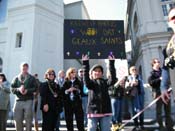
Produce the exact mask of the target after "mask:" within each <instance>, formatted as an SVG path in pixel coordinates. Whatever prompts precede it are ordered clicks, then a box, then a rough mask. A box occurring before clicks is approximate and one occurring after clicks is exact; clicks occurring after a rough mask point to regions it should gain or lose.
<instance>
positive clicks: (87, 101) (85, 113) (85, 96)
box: [82, 96, 88, 126]
mask: <svg viewBox="0 0 175 131" xmlns="http://www.w3.org/2000/svg"><path fill="white" fill-rule="evenodd" d="M87 102H88V97H87V96H85V97H82V107H83V112H84V126H87Z"/></svg>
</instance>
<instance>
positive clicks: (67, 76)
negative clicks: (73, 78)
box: [66, 67, 76, 80]
mask: <svg viewBox="0 0 175 131" xmlns="http://www.w3.org/2000/svg"><path fill="white" fill-rule="evenodd" d="M73 72H76V69H75V68H74V67H70V68H69V69H68V70H67V71H66V79H68V80H70V79H71V76H70V75H71V73H73Z"/></svg>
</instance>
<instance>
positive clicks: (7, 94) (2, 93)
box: [0, 81, 10, 110]
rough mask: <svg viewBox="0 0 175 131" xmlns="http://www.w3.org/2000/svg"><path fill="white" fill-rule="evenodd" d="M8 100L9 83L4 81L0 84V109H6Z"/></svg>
mask: <svg viewBox="0 0 175 131" xmlns="http://www.w3.org/2000/svg"><path fill="white" fill-rule="evenodd" d="M9 102H10V83H9V82H7V81H5V82H3V83H2V84H0V110H8V105H9Z"/></svg>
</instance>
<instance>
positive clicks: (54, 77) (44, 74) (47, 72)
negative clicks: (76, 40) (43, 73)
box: [44, 68, 56, 79]
mask: <svg viewBox="0 0 175 131" xmlns="http://www.w3.org/2000/svg"><path fill="white" fill-rule="evenodd" d="M51 73H53V75H54V78H56V74H55V71H54V69H52V68H49V69H47V71H46V72H45V74H44V79H48V75H49V74H51Z"/></svg>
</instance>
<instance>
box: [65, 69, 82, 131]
mask: <svg viewBox="0 0 175 131" xmlns="http://www.w3.org/2000/svg"><path fill="white" fill-rule="evenodd" d="M81 89H82V84H81V82H80V80H79V79H78V77H77V71H76V69H75V68H72V67H70V68H69V69H68V70H67V71H66V78H65V83H64V86H63V93H64V95H63V98H64V111H65V112H64V113H65V120H66V127H67V130H68V131H73V130H74V129H73V118H74V115H75V119H76V122H77V128H78V130H79V131H84V116H83V108H82V99H81Z"/></svg>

-- -- --

### YOUR OBJECTIVE:
Go through the lines above and copy any that contain "clicks".

### SOLUTION TO THE PROBLEM:
Produce the exact mask of the target after "mask:" within each <instance>, formatted as an SVG path in pixel coordinates. Whatever prompts precede it are ordered clicks, then a box, then a rough mask. A box occurring before clicks is approximate and one occurring after clicks is exact; clicks occurring after a rough mask point to regions it should gain or lose.
positive clicks: (87, 101) (85, 113) (85, 96)
positive clicks: (67, 76)
negative clicks: (73, 78)
positive clicks: (7, 94) (2, 93)
positive clicks: (54, 77) (44, 74) (47, 72)
negative clicks: (76, 40) (43, 73)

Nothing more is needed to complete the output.